**Task requirements**
Can you recast every line of the records below as a numbered list, leaving out any blank lines?

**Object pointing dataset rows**
--------------------------------------------------

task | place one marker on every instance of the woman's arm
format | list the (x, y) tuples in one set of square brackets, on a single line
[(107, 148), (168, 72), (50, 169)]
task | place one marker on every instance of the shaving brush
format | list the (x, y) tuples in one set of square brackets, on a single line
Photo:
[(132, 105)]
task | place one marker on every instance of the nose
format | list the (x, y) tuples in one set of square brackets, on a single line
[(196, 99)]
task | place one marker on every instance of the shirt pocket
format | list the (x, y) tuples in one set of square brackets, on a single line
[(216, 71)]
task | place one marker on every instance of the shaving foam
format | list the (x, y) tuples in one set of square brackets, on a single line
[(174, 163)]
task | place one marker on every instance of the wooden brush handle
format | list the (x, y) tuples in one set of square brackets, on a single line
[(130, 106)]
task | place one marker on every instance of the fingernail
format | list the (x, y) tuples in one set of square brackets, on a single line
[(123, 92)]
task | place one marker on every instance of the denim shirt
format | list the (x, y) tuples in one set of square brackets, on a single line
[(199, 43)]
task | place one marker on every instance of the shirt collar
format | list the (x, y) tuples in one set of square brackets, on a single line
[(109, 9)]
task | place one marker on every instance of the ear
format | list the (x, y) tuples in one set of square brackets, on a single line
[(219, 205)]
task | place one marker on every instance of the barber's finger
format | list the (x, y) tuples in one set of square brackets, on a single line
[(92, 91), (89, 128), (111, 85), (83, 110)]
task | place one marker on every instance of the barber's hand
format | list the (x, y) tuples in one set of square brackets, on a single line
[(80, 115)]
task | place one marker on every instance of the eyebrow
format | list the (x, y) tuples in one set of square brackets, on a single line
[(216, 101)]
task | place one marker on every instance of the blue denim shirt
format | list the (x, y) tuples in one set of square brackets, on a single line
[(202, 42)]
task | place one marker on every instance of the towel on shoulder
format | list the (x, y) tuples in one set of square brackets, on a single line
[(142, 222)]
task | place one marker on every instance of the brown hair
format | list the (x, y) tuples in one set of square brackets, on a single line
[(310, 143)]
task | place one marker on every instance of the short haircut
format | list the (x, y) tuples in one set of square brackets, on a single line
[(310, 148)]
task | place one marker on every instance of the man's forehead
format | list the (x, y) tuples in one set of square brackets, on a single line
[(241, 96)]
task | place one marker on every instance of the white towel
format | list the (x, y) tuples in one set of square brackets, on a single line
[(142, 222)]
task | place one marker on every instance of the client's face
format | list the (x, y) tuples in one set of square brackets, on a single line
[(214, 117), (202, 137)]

--------------------------------------------------

**Correct answer**
1. task | place one marker on every instance of the woman's arm
2. format | list the (x, y) tuples in one set of square brackets, on a single line
3. [(107, 148), (168, 72), (50, 169)]
4. task | place one marker on every instance of the shaving brush
5. format | list the (x, y) tuples in one set of square brackets, on a single line
6. Photo:
7. [(132, 105)]
8. task | place one marker on every instance of the nose
9. format | list the (x, y) tuples in one set of square brackets, on a single line
10. [(196, 99)]
11. task | place one marker on every instance of the shirt pocket
12. format | list the (x, y) tuples in one set of square brackets, on a single line
13. [(216, 71)]
14. task | place one marker on every instance of the shaving foam
15. format | list the (x, y) tuples in one set of square brackets, on a single line
16. [(174, 163)]
17. task | place one marker on every instance of the wooden brush handle
18. format | list the (x, y) tuples in one set of square brackets, on a single line
19. [(130, 106)]
20. task | place one marker on every instance of the fingernail
21. format | list the (x, y) tuples in one set of square brackets, on a single line
22. [(123, 92)]
23. task | place one marker on every instance of the denim shirt
24. format | list the (x, y) tuples in one set of square brackets, on a single line
25. [(199, 43)]
26. task | place one marker on every instance of the shirt collar
27. format | list the (x, y) tuples in one set of square brackets, on a single line
28. [(109, 9)]
29. task | place one marker on every instance of the ear
30. format | list the (x, y) tuples in one set of square brackets, on a single line
31. [(219, 205)]
32. task | place one marker on every instance of the barber's finger
33. format | list the (x, y) tuples in one set of square brackets, on a single line
34. [(92, 91), (89, 128), (111, 85), (83, 110)]
35. task | place one marker on every instance of the barber's hand
36. format | list the (x, y) tuples in one set of square brackets, on a single line
37. [(80, 115)]
38. task | place one marker on every instance of the eyebrow
39. format | list the (x, y) tuples in one set of square brackets, on a single line
40. [(216, 101)]
41. task | place one marker on every instance of the blue denim shirt
42. format | list the (x, y) tuples in one set of square brackets, on a single line
43. [(202, 42)]
44. task | place one marker on every instance of the towel on shoulder
45. format | list the (x, y) tuples in one set of square brackets, on a single line
46. [(142, 222)]
47. task | place one marker on every instance of the brown hair
48. format | list the (x, y) tuples in one set of square brackets, on a single line
49. [(310, 143)]
50. task | place one marker on every instance of the short haircut
51. format | list the (x, y) tuples in one set of square brackets, on a single line
52. [(310, 148)]
53. task | place one marker on every instance of the man's forehead
54. format | list the (x, y) tuples in one set of square brackets, on a single line
55. [(241, 96)]
56. task | place one marker on every instance of the white towel
57. format | list the (x, y) tuples in one set of square brackets, on a single line
58. [(142, 222)]
59. task | place one marker on every instance of the client's face
60. format | list the (x, y) tuples in one set of square brackets, on a single line
61. [(214, 117), (202, 137)]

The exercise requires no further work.